=== DOCUMENT SECTION ===
For the study, published on August 24 in the CDC’s Morbidity and Mortality Weekly Report, researchers from the Los Angeles County Department of Public Health analyzed data on the 43,127 people (aged 16 and over) living in Los Angeles County who were diagnosed with confirmed cases of COVID-19 between May 1 and July 25, 2021. 

During this three-month period, a few key dynamics of the virus shifted in the local area. First, vaccinations increased significantly, with the full vaccination rate for L.A. residents rising from 27% on May 1 to 51% on July 25. Meanwhile, infection rates and hospitalization rates also rose substantially, most noticeably among unvaccinated people. That’s largely due to the rise of the highly transmissible delta variant, which became the predominant strain during this time.
=== RECORD EXCERPTS ===
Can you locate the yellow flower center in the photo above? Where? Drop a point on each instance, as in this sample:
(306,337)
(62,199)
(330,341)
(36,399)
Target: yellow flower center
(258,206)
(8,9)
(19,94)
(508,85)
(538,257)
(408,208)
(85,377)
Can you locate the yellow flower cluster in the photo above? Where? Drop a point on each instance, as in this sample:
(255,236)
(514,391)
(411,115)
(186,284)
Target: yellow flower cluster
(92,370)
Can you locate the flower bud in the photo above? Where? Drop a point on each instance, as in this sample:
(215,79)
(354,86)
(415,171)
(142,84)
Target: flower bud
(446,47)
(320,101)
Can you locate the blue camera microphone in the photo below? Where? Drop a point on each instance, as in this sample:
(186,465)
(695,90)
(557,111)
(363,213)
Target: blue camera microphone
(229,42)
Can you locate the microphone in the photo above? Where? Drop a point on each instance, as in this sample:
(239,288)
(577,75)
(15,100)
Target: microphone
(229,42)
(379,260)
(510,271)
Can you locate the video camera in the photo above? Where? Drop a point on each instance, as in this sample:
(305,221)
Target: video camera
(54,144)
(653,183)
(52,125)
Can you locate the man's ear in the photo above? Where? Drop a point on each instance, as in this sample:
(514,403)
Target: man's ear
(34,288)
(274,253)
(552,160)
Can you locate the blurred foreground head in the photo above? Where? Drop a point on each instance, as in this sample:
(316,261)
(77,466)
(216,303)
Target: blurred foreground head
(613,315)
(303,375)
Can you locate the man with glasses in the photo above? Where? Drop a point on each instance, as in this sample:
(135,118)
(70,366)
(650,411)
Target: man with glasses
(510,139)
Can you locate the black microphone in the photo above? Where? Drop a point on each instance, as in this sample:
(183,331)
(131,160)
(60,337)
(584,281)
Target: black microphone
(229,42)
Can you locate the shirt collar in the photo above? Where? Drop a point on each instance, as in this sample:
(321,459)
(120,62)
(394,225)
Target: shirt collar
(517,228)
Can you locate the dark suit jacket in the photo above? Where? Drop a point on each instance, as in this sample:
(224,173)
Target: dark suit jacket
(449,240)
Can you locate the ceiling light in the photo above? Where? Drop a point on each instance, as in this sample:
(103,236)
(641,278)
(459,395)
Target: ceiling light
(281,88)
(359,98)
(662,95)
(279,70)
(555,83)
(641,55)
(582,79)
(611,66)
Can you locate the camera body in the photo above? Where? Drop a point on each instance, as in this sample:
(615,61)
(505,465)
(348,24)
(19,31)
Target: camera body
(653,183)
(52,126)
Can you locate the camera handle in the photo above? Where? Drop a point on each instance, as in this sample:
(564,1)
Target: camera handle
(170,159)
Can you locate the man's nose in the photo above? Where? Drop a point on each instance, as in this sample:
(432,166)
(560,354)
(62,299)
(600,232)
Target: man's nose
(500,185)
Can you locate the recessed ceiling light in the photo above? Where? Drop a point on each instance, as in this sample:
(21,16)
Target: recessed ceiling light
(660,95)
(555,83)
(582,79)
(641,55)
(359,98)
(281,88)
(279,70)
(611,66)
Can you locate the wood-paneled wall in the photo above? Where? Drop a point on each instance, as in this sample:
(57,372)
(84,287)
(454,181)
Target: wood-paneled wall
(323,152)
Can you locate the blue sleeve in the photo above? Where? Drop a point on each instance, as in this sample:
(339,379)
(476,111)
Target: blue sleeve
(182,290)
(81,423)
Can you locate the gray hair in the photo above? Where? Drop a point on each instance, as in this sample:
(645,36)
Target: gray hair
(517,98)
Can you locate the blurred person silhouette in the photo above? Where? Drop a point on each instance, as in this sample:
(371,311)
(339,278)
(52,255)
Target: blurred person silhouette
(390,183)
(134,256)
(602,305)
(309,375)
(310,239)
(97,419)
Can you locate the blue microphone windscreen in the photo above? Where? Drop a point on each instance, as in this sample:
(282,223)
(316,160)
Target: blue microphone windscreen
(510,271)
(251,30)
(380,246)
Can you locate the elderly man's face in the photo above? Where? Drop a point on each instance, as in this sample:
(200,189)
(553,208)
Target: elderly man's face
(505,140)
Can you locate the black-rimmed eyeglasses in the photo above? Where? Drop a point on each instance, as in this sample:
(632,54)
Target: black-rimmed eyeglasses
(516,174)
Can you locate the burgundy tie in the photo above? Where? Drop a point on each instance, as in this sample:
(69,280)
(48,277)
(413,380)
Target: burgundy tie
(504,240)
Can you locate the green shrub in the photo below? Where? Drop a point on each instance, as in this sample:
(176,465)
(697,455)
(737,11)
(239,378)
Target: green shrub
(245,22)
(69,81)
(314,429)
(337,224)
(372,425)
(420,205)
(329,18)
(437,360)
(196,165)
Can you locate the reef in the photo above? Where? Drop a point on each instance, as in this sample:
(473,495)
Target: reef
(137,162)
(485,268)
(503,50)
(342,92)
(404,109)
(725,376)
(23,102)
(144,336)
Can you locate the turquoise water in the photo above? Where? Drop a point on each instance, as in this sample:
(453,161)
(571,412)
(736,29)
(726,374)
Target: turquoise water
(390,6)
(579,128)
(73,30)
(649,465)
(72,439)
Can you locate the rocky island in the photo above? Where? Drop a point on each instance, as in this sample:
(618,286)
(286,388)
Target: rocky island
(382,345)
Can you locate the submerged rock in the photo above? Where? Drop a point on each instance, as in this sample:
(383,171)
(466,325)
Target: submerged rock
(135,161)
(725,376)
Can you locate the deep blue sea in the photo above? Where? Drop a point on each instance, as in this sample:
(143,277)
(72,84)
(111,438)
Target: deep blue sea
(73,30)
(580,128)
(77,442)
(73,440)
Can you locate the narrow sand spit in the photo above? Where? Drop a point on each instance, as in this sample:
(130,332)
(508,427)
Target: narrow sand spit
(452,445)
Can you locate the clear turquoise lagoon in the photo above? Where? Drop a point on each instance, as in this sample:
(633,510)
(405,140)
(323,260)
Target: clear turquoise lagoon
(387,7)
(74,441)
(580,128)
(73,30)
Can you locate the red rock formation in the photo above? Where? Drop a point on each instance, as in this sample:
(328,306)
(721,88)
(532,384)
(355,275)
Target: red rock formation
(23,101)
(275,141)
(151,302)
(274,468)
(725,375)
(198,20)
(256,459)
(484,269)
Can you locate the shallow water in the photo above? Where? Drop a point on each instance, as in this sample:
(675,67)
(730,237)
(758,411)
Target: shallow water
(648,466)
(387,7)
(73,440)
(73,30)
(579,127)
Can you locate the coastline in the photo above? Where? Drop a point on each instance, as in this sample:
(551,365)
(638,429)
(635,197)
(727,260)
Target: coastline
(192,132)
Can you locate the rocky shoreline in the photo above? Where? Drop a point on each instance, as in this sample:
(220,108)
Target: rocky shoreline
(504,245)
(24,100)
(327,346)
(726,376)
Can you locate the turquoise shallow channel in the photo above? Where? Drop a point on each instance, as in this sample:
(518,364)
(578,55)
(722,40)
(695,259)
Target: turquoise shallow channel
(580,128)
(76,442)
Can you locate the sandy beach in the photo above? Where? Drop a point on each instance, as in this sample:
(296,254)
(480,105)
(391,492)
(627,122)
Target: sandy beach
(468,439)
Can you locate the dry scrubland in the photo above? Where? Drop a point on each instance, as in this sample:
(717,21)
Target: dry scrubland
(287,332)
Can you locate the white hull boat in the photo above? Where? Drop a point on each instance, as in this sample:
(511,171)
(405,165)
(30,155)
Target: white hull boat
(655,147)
===
■ AIM OF THE EXERCISE
Reproduce the entire Los Angeles County COVID-19 study text shown above, word for word.

■ PROBLEM SOLUTION
For the study, published on August 24 in the CDC’s Morbidity and Mortality Weekly Report, researchers from the Los Angeles County Department of Public Health analyzed data on the 43,127 people (aged 16 and over) living in Los Angeles County who were diagnosed with confirmed cases of COVID-19 between May 1 and July 25, 2021. 

During this three-month period, a few key dynamics of the virus shifted in the local area. First, vaccinations increased significantly, with the full vaccination rate for L.A. residents rising from 27% on May 1 to 51% on July 25. Meanwhile, infection rates and hospitalization rates also rose substantially, most noticeably among unvaccinated people. That’s largely due to the rise of the highly transmissible delta variant, which became the predominant strain during this time.